Set exercise — Write out word for word the lines of the data below that run from the line containing "Can you find the canyon" through the line containing "x=627, y=428", inclusive.

[Point placement data]
## start

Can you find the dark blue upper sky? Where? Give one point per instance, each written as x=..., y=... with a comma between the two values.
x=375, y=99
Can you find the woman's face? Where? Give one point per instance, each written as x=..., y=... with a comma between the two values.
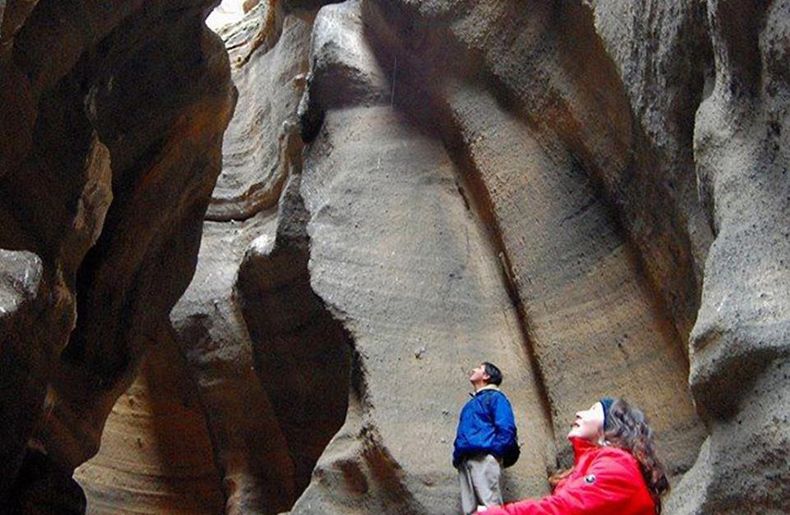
x=588, y=424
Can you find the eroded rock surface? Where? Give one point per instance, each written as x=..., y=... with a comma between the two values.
x=585, y=192
x=111, y=122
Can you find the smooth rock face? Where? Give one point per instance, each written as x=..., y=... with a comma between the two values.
x=111, y=122
x=592, y=194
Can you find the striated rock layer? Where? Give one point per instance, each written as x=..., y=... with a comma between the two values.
x=111, y=122
x=592, y=194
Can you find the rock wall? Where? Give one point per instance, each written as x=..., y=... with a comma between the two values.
x=111, y=122
x=592, y=194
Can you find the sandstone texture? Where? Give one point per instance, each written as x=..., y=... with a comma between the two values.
x=111, y=122
x=593, y=194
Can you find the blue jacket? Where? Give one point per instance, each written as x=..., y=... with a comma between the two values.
x=486, y=425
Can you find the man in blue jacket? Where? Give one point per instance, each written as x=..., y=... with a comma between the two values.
x=486, y=429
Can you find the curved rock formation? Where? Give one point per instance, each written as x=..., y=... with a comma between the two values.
x=112, y=121
x=592, y=194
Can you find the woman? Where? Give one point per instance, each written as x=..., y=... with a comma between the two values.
x=615, y=467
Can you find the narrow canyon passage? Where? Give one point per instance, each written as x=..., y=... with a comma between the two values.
x=251, y=249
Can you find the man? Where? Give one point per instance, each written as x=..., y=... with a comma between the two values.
x=486, y=431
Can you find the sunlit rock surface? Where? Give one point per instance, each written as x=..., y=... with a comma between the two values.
x=593, y=195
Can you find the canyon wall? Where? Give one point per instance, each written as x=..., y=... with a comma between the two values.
x=592, y=194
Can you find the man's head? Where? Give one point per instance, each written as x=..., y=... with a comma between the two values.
x=486, y=373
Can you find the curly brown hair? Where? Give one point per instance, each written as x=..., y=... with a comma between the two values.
x=627, y=428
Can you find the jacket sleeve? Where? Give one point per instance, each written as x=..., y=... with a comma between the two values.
x=504, y=423
x=608, y=487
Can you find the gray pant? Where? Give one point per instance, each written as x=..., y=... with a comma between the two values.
x=479, y=478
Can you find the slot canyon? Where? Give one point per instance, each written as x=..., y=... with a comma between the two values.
x=246, y=267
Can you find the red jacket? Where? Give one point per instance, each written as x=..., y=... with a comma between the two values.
x=605, y=480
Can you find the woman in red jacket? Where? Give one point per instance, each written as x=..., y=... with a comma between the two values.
x=615, y=469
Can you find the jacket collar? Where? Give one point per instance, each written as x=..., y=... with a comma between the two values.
x=486, y=387
x=582, y=446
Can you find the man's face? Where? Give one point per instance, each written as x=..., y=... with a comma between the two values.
x=479, y=374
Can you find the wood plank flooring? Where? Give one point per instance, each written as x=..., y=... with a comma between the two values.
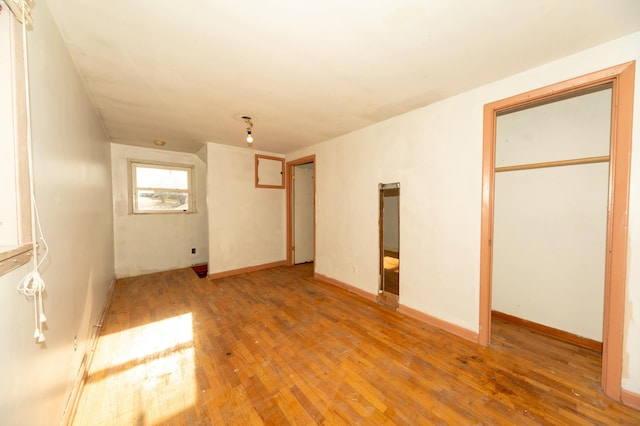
x=279, y=347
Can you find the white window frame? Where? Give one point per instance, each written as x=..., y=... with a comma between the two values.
x=15, y=250
x=133, y=188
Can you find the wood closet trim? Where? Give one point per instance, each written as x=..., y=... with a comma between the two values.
x=621, y=77
x=289, y=173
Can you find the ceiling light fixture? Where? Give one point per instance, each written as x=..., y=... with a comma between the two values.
x=247, y=121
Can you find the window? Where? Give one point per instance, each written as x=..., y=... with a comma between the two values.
x=15, y=207
x=269, y=172
x=161, y=188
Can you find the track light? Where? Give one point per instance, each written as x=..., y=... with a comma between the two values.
x=247, y=121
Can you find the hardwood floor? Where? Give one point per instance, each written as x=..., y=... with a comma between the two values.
x=279, y=347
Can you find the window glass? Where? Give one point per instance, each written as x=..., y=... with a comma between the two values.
x=161, y=188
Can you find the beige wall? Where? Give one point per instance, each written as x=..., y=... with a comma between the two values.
x=436, y=154
x=73, y=190
x=246, y=224
x=156, y=242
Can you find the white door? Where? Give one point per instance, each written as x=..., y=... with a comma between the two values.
x=303, y=213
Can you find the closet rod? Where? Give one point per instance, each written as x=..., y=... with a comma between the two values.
x=588, y=160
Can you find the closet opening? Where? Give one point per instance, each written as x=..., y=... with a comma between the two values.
x=389, y=232
x=548, y=184
x=301, y=190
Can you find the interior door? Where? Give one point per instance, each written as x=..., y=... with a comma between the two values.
x=303, y=213
x=389, y=224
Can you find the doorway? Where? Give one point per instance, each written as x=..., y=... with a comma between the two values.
x=303, y=214
x=301, y=189
x=389, y=224
x=621, y=78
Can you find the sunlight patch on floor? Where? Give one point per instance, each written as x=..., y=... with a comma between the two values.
x=153, y=365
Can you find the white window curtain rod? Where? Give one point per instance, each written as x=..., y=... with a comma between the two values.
x=21, y=9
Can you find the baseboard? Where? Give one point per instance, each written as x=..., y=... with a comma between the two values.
x=550, y=331
x=76, y=391
x=345, y=286
x=630, y=399
x=438, y=323
x=246, y=269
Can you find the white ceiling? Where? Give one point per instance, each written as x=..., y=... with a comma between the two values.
x=306, y=71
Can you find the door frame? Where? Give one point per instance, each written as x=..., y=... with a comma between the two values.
x=621, y=77
x=384, y=297
x=289, y=190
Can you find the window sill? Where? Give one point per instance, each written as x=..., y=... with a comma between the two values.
x=12, y=257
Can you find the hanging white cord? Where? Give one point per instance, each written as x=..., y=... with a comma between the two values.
x=32, y=285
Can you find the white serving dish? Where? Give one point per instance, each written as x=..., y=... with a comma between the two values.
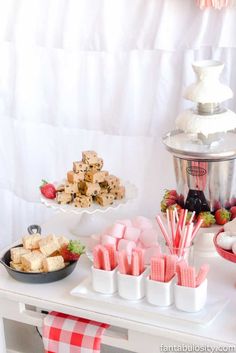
x=104, y=282
x=131, y=287
x=190, y=299
x=142, y=309
x=160, y=293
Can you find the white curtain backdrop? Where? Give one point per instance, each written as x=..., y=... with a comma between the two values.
x=106, y=75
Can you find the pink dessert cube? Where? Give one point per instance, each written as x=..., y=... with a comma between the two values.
x=116, y=230
x=142, y=223
x=107, y=239
x=132, y=233
x=148, y=237
x=126, y=245
x=151, y=252
x=125, y=222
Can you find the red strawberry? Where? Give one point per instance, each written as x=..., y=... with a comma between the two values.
x=222, y=216
x=233, y=212
x=72, y=251
x=208, y=219
x=170, y=198
x=48, y=190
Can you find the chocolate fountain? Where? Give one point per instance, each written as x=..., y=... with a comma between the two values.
x=204, y=143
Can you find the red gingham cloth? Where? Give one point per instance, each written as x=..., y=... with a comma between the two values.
x=69, y=334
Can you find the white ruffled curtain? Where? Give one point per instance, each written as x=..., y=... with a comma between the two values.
x=106, y=75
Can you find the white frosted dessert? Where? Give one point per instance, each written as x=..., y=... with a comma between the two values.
x=190, y=122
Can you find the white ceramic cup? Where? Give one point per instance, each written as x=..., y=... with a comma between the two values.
x=131, y=287
x=190, y=299
x=104, y=282
x=160, y=293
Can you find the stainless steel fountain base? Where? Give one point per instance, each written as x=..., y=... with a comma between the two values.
x=213, y=179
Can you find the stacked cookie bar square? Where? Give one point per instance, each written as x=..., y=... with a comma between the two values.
x=88, y=183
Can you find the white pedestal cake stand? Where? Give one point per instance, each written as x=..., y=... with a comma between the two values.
x=92, y=219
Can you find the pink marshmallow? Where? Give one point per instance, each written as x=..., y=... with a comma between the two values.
x=142, y=223
x=140, y=245
x=107, y=239
x=125, y=222
x=94, y=240
x=132, y=233
x=126, y=245
x=116, y=230
x=151, y=252
x=149, y=237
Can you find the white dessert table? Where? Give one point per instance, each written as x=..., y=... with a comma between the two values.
x=21, y=302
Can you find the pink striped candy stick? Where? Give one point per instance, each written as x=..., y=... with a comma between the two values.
x=196, y=228
x=178, y=230
x=161, y=269
x=106, y=259
x=123, y=264
x=135, y=264
x=192, y=217
x=141, y=258
x=184, y=219
x=164, y=232
x=112, y=255
x=179, y=270
x=170, y=267
x=154, y=269
x=97, y=257
x=172, y=223
x=184, y=276
x=191, y=280
x=202, y=274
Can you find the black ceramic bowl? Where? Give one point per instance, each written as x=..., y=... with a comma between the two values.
x=36, y=277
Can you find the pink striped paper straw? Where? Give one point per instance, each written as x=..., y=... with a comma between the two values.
x=176, y=215
x=141, y=258
x=164, y=232
x=182, y=242
x=168, y=220
x=192, y=217
x=172, y=224
x=184, y=219
x=188, y=238
x=196, y=228
x=191, y=277
x=202, y=274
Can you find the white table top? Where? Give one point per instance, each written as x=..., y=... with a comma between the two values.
x=56, y=296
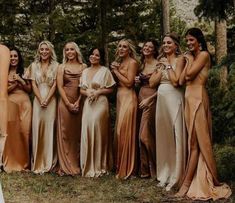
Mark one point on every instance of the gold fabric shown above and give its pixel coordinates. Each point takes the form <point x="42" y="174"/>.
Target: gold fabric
<point x="69" y="127"/>
<point x="96" y="138"/>
<point x="170" y="133"/>
<point x="16" y="155"/>
<point x="43" y="122"/>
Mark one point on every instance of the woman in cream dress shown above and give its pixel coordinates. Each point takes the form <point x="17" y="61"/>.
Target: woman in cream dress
<point x="200" y="180"/>
<point x="96" y="139"/>
<point x="126" y="134"/>
<point x="170" y="126"/>
<point x="16" y="155"/>
<point x="69" y="110"/>
<point x="42" y="72"/>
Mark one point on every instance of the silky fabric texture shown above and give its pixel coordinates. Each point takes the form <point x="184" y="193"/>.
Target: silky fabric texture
<point x="96" y="138"/>
<point x="126" y="142"/>
<point x="43" y="122"/>
<point x="204" y="185"/>
<point x="170" y="132"/>
<point x="69" y="126"/>
<point x="16" y="156"/>
<point x="147" y="139"/>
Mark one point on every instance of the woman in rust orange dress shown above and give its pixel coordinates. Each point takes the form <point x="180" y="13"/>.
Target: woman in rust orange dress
<point x="147" y="106"/>
<point x="69" y="110"/>
<point x="125" y="69"/>
<point x="200" y="181"/>
<point x="16" y="155"/>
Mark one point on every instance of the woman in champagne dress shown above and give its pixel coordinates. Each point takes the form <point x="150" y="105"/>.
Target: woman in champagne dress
<point x="170" y="124"/>
<point x="69" y="110"/>
<point x="200" y="181"/>
<point x="42" y="72"/>
<point x="147" y="106"/>
<point x="125" y="69"/>
<point x="96" y="139"/>
<point x="16" y="155"/>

## end

Worked answer —
Can you find the canyon wall? Where? Give one point per instance, each written as x=..., y=... with a comma between the two values.
x=592, y=194
Can you find the man's head? Where? Give one point per instance, each written as x=..., y=... with a comma between the two values.
x=486, y=373
Can you find the curly brown hair? Where? Give one point per instance, each written as x=..., y=... with a comma between the two values.
x=627, y=428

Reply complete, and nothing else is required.